◆ **PASSAGE TO READ**
* * * * * * *

[Peace-discuss] Fw: The Roots of Rand Paul's Civil Rights Resentment

C. G. Estabrook galliher at illinois.edu
Sun May 23 09:26:05 CDT 2010


The Democratic (and Republican) administrations after the Second World War 
attacked their domestic critics as communists. There were of course communists 
in the civil-rights and anti-war movements, but "Red-baiting" was a way to 
avoid answering the demands for social and political change.

The present situation is similar. The Obama administration and its toadies 
attack their domestic critics as racists. There are of course racists in the 
anti-bank and anti-war movements, and "race-baiting" is a calculated way to 
avoid answering demands that come from real social distress.

* * * * * * *

◆ **DATA EXTRACT**
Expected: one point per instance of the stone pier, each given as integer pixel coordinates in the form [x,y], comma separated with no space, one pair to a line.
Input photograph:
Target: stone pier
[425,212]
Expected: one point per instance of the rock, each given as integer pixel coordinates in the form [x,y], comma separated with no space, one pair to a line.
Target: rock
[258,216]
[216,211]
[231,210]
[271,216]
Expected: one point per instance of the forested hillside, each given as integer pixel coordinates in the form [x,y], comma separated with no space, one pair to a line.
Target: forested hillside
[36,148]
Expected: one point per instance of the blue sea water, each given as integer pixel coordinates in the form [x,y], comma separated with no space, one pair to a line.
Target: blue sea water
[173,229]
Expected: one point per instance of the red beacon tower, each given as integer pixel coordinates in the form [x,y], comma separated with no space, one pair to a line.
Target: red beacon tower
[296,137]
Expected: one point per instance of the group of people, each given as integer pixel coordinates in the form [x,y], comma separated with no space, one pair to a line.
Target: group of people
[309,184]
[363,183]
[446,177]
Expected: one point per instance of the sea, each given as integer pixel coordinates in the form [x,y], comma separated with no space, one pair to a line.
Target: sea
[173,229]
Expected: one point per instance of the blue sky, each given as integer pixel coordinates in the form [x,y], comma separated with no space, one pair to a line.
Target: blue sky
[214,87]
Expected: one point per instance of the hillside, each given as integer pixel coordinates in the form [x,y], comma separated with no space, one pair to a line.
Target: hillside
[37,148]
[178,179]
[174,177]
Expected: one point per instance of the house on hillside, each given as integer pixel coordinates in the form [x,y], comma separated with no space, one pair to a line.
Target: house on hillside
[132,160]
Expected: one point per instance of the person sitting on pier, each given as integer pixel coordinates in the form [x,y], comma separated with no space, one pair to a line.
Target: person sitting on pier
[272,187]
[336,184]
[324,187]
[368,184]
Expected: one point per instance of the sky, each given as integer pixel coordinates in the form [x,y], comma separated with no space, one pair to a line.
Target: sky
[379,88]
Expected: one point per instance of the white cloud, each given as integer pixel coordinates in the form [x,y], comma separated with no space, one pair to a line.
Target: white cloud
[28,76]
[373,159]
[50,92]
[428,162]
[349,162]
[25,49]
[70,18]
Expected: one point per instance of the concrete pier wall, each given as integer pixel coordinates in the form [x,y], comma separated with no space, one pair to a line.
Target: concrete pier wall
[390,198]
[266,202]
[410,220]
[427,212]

* * * * * * *

◆ **THINGS TO DO**
1. Retype the part of the records that opens with the line containing "Expected: one point per instance of the sky, each" and closes with the final line of the records.
2. Extend the mailing-list post on Red-baiting and race-baiting, picking up after its last sentence.
The text and the records have nothing to do with each other.

◆ **SOLVED TASKS**
1.
Expected: one point per instance of the sky, each given as integer pixel coordinates in the form [x,y], comma separated with no space, one pair to a line.
Target: sky
[379,88]
Expected: one point per instance of the white cloud, each given as integer pixel coordinates in the form [x,y], comma separated with no space, one pair to a line.
Target: white cloud
[28,76]
[373,159]
[50,92]
[428,162]
[349,162]
[25,49]
[70,18]
Expected: one point per instance of the concrete pier wall, each given as integer pixel coordinates in the form [x,y], comma separated with no space, one pair to a line.
Target: concrete pier wall
[390,198]
[266,202]
[410,220]
[427,212]

2.
But frenzied race-baiting in the media may not be enough to protect the criminal 
policies of this administration, at home or abroad. Torture in AfPak and 
dispossession in America may forge an effective opposition to it. --CGE


On 5/22/10 10:52 PM, Jenifer Cartwright wrote:
> Good post, thanks for sending it. --Jenifer
>
> --- On *Sat, 5/22/10, unionyes /<unionyes at ameritech.net>/* wrote:
>
>
> From: unionyes <unionyes at ameritech.net> Subject: [Peace-discuss] Fw: The
> Roots of Rand Paul's Civil Rights Resentment To: "Peace-discuss"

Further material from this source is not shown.